Exercise set —
• 1. According to the Benza English article, who directed the eight-episode season?
• 2. Pick up the Benza English article after its last sentence and keep writing it.

Supplied text —
Benza English is a Japanese on demand comedy series that premiered on Amazon Prime Video via Prime Video Direct in April 2020 in the United States, United Kingdom, and Japan.  Shortly after, it began streaming in seventy additional territories.

The show is a spin-off of the Japanese on demand comedy series The Benza, and features Kyle (Kyle Card) and Chris (Christopher McCombs) as well as many other returning characters from the original show.  The main plot follows Kaori (Kaori Ikeda) who receives a mysterious offer to become the host of her own English language show and takes place between "The Benza" series 1 and series 2.
The eight-episode season was filmed entirely on location in Tokyo, Japan by co-directors Raito Nishizaka and Michael Williams.

History 

"Benza English" began as a corner in episode 4 of series 1 of The Benza, where Kaori Ikeda appeared as the host of an English educational show that helps characters by teaching inappropriate English.  The spin-off series was formally announced on the 26th of August in 2019 after Christopher McCombs won Best Actor and Janni Olsson won Best Supporting Actress for their roles of Chris and Alena respectively in the original series at Korea's Seoul Webfest.

Information given —
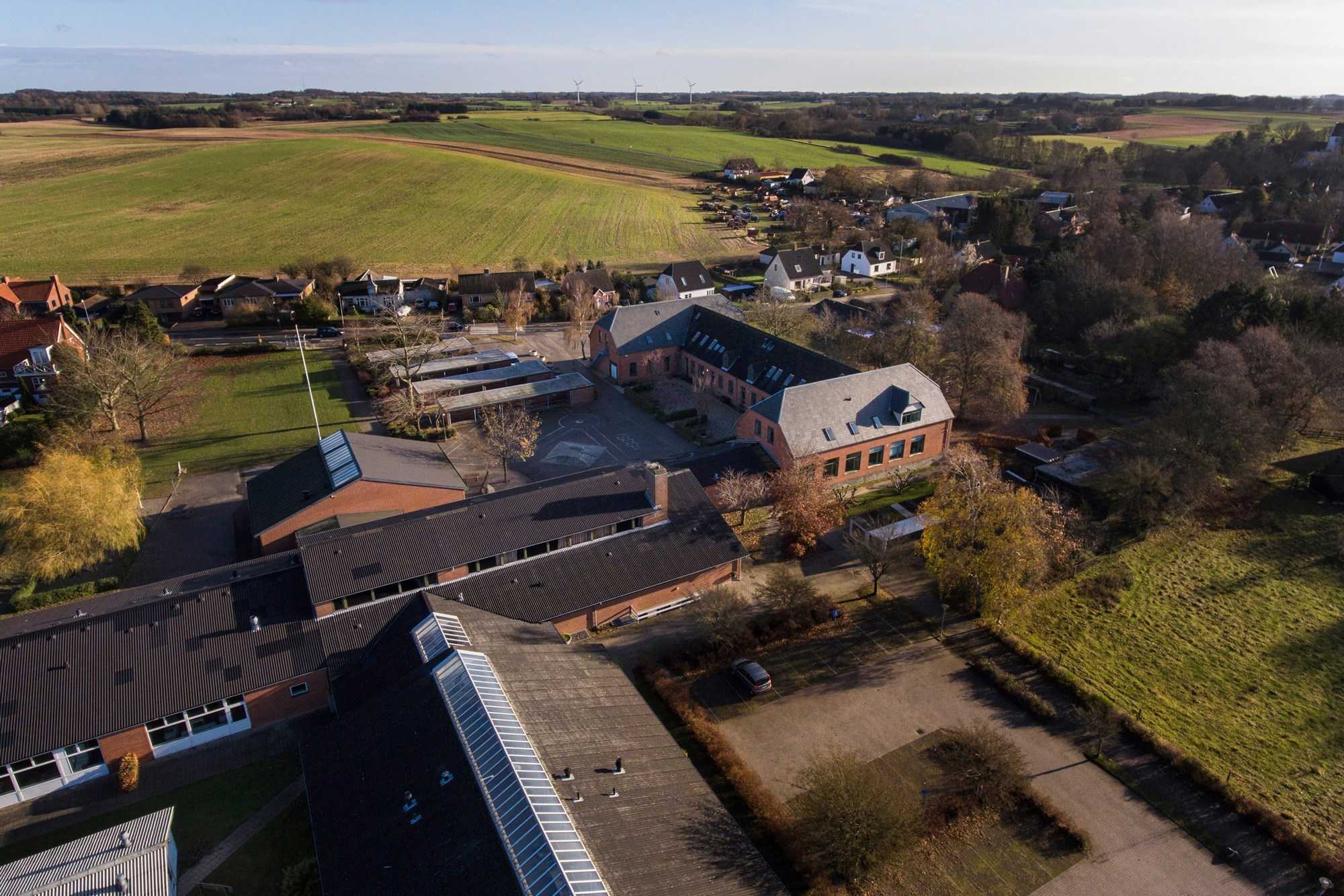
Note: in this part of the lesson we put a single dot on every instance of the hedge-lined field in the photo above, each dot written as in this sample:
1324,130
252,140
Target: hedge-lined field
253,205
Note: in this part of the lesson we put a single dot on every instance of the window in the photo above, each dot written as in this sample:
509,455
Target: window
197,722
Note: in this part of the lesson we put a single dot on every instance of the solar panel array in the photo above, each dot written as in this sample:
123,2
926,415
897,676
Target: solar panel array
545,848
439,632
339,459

Expected results —
• 1. Raito Nishizaka and Michael Williams

• 2.
Michael Williams was brought in to co-direct with returning director Raito Nishizaka.  Talking about the experience working with Raito Nishizaka with Asia Film Festival, Michael said, "Working in tandem with Raito was perfect. With both of us directing together, "Benza English" is an unprecedented show, combining Japanese and English humor together." Actress Haku Inko (Inko Sensei) was additionally promoted to Line Producer at the start of the production.

Creator and Producer Christopher McCombs said on Japanese news site Soranews, "With "The Benza", we focused on what life in Tokyo is like for a foreigner against the backdrop of a hyper-realistic comedy.  With "Benza English", we focused on the Japanese entertainment industry in general against the backdrop of a chaotic English language learning show."

Plot 

Kaori (Kaori Ikeda) is the host of an English language show that takes place in the world of The Benza.  She is assisted by Maria (Maria Papadopoulou) and Hamilton (Aver Hamilton) who introduce English phrases. The ghost Tamura (Masahito Kawahata) occasionally appears to explain difficult grammar.  Each episode focuses on a different theme and utilizes different characters from The Benza, like Inko Sensei (Haku Inko) and Alena Treasurehunter (Janni Olsson), to help introduce additional words and phrases related to the lesson.  The Benza main characters Chris (Christopher McCombs) and Kyle (Kyle Card) end each episode with a recap of the lesson.

Cast 
 Kaori Ikeda as Kaori
 Maria Papadopoulou as Maria
 Aver Hamilton II as Hamilton
 Kyle Card as Kyle
 Christopher McCombs as Chris.
 Haku Inko as Inko-sensei.
 Michiko Noguchi as Noguchi.
 Masahito Kawahata as Tamura.
 Janni Olsson as Alena.
 Lee Min Kuk as Lee.
 Alexander Hunter as David.
 Hannah Grace as Stephanie.
 Shizuka Anderson as Carol.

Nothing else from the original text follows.